### What the task asks
Write the entries out again in full and unchanged, dropping every image.

============================================================

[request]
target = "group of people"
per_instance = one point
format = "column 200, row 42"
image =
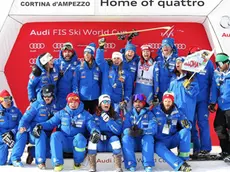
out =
column 127, row 104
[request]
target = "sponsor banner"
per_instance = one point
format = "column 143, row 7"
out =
column 196, row 62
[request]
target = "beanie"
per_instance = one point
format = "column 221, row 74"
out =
column 102, row 98
column 222, row 57
column 168, row 42
column 117, row 54
column 168, row 95
column 4, row 93
column 90, row 48
column 130, row 47
column 72, row 97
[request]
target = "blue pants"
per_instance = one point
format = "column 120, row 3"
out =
column 201, row 120
column 144, row 143
column 60, row 143
column 181, row 139
column 41, row 146
column 4, row 152
column 111, row 145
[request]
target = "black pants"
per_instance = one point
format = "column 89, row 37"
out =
column 90, row 105
column 222, row 128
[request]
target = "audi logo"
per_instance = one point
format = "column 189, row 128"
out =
column 225, row 22
column 110, row 45
column 180, row 46
column 32, row 61
column 57, row 45
column 35, row 46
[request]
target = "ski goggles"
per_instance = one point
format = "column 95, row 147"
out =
column 106, row 101
column 140, row 97
column 220, row 64
column 8, row 99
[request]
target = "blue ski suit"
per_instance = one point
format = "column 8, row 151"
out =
column 146, row 121
column 166, row 69
column 73, row 127
column 185, row 98
column 37, row 82
column 111, row 84
column 171, row 133
column 37, row 112
column 9, row 120
column 110, row 132
column 202, row 114
column 66, row 71
column 87, row 81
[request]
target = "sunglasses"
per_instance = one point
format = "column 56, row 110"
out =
column 8, row 99
column 106, row 101
column 140, row 97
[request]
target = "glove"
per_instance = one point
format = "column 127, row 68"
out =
column 101, row 43
column 8, row 139
column 37, row 130
column 95, row 137
column 211, row 107
column 36, row 71
column 185, row 123
column 135, row 131
column 186, row 83
column 105, row 117
column 33, row 100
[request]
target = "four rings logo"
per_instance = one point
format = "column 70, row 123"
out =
column 57, row 45
column 180, row 46
column 225, row 22
column 35, row 46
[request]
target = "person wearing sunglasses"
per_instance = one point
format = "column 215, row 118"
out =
column 173, row 131
column 66, row 65
column 87, row 80
column 166, row 58
column 73, row 127
column 9, row 120
column 48, row 75
column 220, row 94
column 39, row 111
column 139, row 128
column 110, row 126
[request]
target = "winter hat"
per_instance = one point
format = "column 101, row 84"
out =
column 45, row 58
column 130, row 47
column 182, row 59
column 102, row 98
column 168, row 95
column 3, row 94
column 90, row 48
column 222, row 57
column 48, row 90
column 193, row 50
column 72, row 97
column 118, row 55
column 168, row 42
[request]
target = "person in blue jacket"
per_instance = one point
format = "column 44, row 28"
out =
column 202, row 145
column 139, row 129
column 9, row 120
column 110, row 126
column 73, row 124
column 185, row 90
column 116, row 81
column 39, row 111
column 173, row 131
column 166, row 59
column 147, row 81
column 66, row 65
column 220, row 94
column 87, row 80
column 43, row 73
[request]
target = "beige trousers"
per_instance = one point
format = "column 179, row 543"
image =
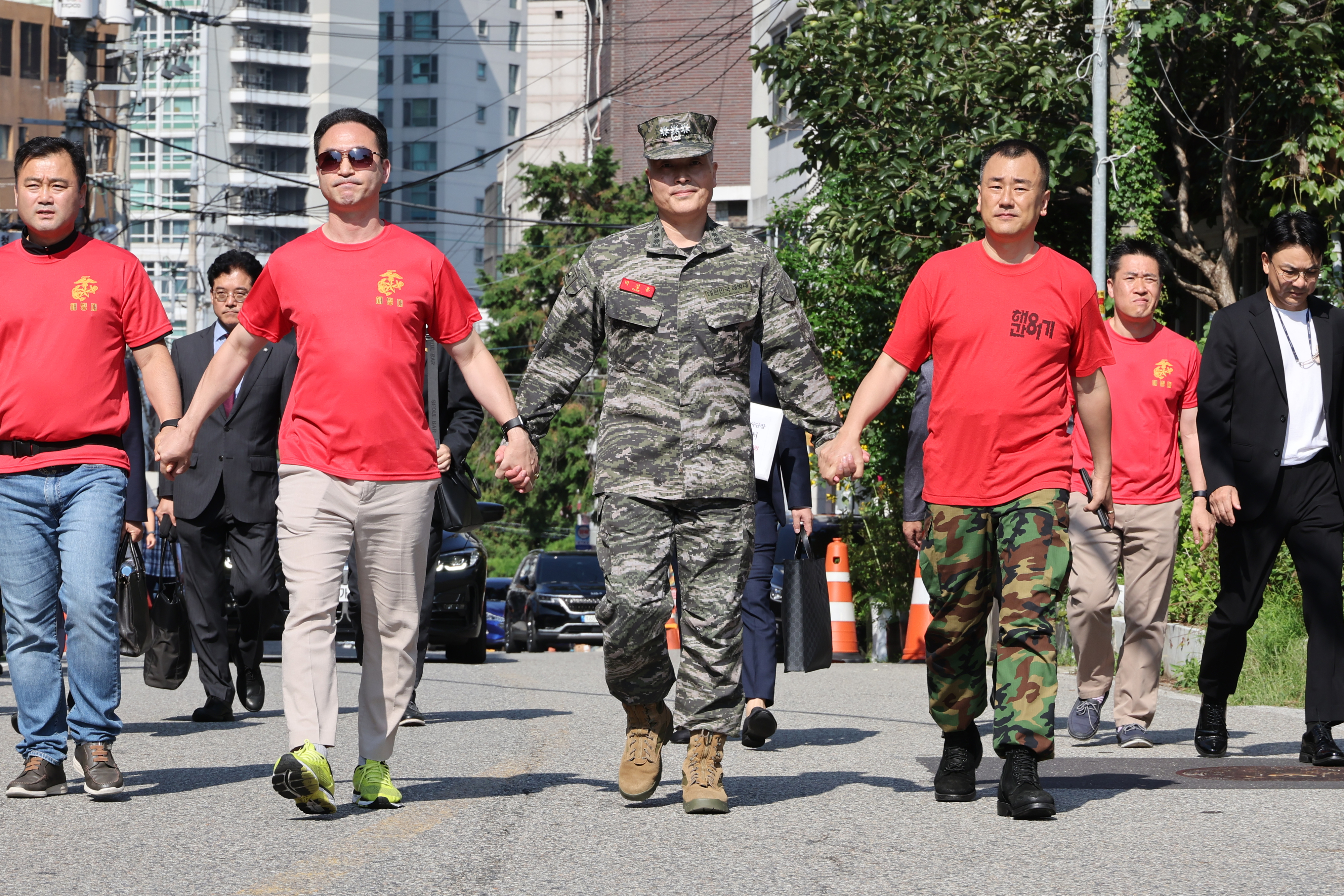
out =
column 1144, row 538
column 319, row 517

============================================================

### Task result
[request]
target = "group of people"
per_instance = one point
format = "column 200, row 42"
image =
out =
column 127, row 104
[request]
target = "sponsor banner"
per_instance = one point
format = "column 143, row 7"
out =
column 196, row 62
[request]
target = "beanie"
per_instance = one point
format = "column 221, row 74"
out =
column 102, row 98
column 222, row 57
column 168, row 42
column 117, row 54
column 168, row 95
column 4, row 93
column 90, row 48
column 130, row 47
column 72, row 97
[request]
target = "blue pants"
per_instance = one point
format = "column 120, row 3"
out =
column 201, row 120
column 144, row 143
column 60, row 143
column 181, row 139
column 41, row 146
column 4, row 152
column 111, row 145
[request]
target = "black pants"
per_instance = one point
format = "column 89, row 37"
out =
column 90, row 105
column 222, row 128
[request]
target = "audi logo"
per_instance = one point
format = "column 189, row 128"
out =
column 225, row 22
column 110, row 45
column 180, row 46
column 32, row 61
column 57, row 45
column 35, row 46
[request]
target = "ski goggles"
per_instance = one point
format = "column 95, row 147"
out =
column 106, row 101
column 140, row 97
column 220, row 64
column 8, row 99
[request]
target = "blue ski suit"
per_instance = one point
format = "column 8, row 151"
out =
column 146, row 121
column 166, row 69
column 73, row 127
column 185, row 98
column 37, row 82
column 111, row 84
column 171, row 133
column 37, row 112
column 9, row 120
column 110, row 132
column 202, row 114
column 66, row 71
column 87, row 81
[request]
target = "sunglasses"
per_instance = one point
format = "column 56, row 110"
out =
column 8, row 99
column 106, row 101
column 140, row 97
[request]
target = "glove"
per_instance = one point
format = "column 127, row 68"
out =
column 101, row 43
column 8, row 139
column 37, row 130
column 95, row 137
column 211, row 107
column 36, row 71
column 185, row 123
column 135, row 131
column 186, row 83
column 105, row 117
column 33, row 100
[request]
target = "four rings logo"
per_instance = one point
format = "column 70, row 123"
out =
column 57, row 45
column 180, row 46
column 225, row 22
column 35, row 46
[request]
target = "person wearing sunglasses"
per_instance = one point
format = "column 215, row 118"
out =
column 173, row 131
column 66, row 65
column 87, row 80
column 166, row 58
column 73, row 127
column 9, row 120
column 48, row 75
column 220, row 94
column 39, row 111
column 139, row 128
column 110, row 126
[request]
target = "winter hat"
per_instance = one point
format = "column 101, row 84"
out =
column 45, row 58
column 130, row 47
column 182, row 59
column 102, row 98
column 168, row 95
column 3, row 94
column 90, row 48
column 222, row 57
column 48, row 90
column 193, row 50
column 72, row 97
column 118, row 55
column 168, row 42
[request]
target = "person in blue jacket"
per_instance = one point
format = "column 44, row 28"
out =
column 202, row 145
column 139, row 129
column 9, row 120
column 110, row 126
column 73, row 124
column 185, row 90
column 116, row 81
column 39, row 111
column 173, row 131
column 166, row 59
column 147, row 81
column 66, row 65
column 220, row 94
column 87, row 80
column 43, row 73
[request]
target = "beige trousers"
per_instance = one point
format = "column 179, row 543"
image =
out =
column 1144, row 538
column 319, row 517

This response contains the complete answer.